Show every row below that contains the word "jacket", copying each such row in full.

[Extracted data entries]
********

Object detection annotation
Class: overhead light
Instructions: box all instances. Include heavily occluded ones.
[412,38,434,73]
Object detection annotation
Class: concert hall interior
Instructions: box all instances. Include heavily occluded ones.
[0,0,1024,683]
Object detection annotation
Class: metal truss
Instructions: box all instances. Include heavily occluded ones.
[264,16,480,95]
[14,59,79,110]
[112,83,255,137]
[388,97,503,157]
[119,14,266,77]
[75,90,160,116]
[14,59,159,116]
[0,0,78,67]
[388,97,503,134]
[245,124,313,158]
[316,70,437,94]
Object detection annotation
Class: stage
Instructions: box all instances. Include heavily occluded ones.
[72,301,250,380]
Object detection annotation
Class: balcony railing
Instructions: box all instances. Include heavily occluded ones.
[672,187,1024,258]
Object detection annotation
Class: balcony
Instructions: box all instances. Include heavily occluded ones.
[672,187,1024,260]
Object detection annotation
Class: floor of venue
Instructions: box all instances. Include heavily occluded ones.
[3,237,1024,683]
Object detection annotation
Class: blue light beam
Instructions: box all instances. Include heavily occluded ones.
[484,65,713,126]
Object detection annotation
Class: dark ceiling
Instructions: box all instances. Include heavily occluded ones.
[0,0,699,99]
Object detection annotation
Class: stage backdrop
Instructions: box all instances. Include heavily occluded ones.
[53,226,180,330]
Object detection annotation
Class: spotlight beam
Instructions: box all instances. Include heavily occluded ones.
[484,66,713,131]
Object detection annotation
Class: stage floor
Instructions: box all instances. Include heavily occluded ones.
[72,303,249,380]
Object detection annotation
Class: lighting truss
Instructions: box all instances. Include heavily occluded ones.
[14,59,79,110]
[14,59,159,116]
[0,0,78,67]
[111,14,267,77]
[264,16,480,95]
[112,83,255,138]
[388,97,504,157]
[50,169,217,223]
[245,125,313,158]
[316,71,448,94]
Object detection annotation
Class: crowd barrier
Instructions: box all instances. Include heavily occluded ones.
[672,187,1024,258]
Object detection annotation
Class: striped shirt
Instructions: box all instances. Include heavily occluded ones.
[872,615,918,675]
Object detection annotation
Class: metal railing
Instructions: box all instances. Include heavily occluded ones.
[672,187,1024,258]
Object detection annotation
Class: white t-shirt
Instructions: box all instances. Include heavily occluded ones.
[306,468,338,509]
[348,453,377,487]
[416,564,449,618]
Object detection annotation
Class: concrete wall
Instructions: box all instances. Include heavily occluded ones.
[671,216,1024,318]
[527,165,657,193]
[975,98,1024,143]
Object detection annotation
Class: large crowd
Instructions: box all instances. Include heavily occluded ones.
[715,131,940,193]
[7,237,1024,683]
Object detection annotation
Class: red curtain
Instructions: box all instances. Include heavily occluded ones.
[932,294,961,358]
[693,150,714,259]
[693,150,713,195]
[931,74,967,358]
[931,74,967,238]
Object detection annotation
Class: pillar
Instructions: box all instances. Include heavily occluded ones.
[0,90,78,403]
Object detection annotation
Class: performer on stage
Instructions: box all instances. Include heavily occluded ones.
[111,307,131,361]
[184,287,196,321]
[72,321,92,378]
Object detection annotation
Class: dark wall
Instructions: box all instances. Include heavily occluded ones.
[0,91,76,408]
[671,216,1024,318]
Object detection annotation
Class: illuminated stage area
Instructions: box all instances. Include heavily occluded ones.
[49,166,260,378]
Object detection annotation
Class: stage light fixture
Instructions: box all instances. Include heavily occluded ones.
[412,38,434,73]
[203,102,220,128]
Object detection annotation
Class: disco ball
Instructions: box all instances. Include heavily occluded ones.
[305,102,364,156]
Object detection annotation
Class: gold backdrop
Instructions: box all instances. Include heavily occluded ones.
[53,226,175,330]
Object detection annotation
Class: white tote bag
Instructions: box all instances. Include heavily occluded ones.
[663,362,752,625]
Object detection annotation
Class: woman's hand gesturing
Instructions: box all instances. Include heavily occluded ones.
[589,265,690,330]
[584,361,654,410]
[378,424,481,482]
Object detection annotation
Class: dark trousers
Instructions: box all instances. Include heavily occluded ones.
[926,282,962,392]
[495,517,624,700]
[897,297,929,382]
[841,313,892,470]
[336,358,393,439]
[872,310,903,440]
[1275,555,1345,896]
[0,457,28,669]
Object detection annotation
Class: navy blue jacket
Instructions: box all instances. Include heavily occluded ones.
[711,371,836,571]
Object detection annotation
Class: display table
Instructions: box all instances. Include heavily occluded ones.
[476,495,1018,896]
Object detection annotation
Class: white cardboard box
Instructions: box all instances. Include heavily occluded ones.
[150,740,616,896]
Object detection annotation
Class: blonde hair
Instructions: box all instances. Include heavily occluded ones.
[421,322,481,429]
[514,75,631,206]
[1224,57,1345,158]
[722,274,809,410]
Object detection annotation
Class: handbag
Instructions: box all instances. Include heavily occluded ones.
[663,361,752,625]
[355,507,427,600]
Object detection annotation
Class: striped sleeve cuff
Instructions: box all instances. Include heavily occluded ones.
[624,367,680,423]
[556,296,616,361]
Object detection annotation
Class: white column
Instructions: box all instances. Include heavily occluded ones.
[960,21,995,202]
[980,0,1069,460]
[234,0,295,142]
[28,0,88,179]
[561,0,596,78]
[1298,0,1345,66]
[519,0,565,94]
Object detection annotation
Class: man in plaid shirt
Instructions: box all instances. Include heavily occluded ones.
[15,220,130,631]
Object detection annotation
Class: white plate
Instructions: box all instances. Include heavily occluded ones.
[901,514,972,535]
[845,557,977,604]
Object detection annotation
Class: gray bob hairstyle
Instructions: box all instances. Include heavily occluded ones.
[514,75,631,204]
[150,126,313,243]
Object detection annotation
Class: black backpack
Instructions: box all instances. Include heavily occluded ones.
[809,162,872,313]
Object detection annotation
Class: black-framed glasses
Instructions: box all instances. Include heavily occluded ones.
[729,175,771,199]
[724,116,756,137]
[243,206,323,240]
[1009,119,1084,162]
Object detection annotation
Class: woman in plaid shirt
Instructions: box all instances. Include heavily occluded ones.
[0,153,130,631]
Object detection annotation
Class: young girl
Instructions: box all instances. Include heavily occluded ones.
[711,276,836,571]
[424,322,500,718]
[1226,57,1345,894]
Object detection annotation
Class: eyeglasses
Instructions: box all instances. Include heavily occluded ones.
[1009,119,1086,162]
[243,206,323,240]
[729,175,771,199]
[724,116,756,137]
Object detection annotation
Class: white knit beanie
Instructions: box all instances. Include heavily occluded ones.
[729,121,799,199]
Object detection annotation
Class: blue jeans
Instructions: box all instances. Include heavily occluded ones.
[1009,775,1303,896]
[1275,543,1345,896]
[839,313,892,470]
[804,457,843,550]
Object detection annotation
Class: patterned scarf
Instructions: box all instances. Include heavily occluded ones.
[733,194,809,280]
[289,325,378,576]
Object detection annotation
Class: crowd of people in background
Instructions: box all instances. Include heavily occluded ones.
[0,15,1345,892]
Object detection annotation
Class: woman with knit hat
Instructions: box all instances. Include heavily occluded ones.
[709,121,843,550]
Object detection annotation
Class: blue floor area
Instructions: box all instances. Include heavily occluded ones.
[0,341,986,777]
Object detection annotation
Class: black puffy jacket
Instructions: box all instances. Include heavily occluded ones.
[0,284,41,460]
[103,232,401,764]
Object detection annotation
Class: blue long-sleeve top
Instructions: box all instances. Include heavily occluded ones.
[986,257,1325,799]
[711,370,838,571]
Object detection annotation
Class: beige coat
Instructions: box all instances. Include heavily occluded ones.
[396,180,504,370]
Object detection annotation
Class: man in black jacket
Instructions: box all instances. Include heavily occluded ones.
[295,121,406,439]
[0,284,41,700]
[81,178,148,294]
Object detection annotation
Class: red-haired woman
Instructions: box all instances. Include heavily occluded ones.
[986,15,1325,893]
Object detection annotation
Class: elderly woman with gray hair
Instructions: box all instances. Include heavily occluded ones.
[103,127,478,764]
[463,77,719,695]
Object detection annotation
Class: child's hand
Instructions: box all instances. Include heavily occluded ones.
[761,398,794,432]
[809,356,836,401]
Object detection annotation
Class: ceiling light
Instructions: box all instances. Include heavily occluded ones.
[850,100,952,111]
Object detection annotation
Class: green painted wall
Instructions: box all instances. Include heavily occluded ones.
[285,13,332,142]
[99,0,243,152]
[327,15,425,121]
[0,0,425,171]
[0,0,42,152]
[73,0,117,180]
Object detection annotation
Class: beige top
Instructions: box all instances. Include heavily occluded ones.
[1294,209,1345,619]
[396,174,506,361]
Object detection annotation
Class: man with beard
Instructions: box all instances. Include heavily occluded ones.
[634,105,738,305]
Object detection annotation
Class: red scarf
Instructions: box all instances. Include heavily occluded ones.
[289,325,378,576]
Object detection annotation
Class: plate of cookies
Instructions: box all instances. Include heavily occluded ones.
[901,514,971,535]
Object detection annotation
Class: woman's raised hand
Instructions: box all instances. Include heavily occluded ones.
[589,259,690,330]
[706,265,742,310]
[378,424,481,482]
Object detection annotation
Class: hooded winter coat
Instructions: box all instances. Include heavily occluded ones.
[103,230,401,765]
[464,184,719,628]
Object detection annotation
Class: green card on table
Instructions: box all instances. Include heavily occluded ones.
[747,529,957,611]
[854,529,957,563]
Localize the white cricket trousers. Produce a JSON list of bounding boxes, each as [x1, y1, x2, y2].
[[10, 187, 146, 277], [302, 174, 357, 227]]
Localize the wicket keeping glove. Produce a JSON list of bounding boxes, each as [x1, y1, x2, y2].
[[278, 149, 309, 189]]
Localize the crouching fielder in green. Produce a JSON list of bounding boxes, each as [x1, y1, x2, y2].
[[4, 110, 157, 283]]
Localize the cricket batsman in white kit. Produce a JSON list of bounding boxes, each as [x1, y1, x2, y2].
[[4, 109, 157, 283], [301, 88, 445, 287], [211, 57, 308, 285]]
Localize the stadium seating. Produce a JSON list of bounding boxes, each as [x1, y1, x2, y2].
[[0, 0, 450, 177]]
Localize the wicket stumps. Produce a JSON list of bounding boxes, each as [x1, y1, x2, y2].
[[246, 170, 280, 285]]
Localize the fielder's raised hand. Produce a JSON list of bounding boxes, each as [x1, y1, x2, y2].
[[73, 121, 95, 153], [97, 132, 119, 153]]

********

#### [COMPLETE RESPONSE]
Class: navy blue jacket
Class: black puffy jacket
Class: man in black jacket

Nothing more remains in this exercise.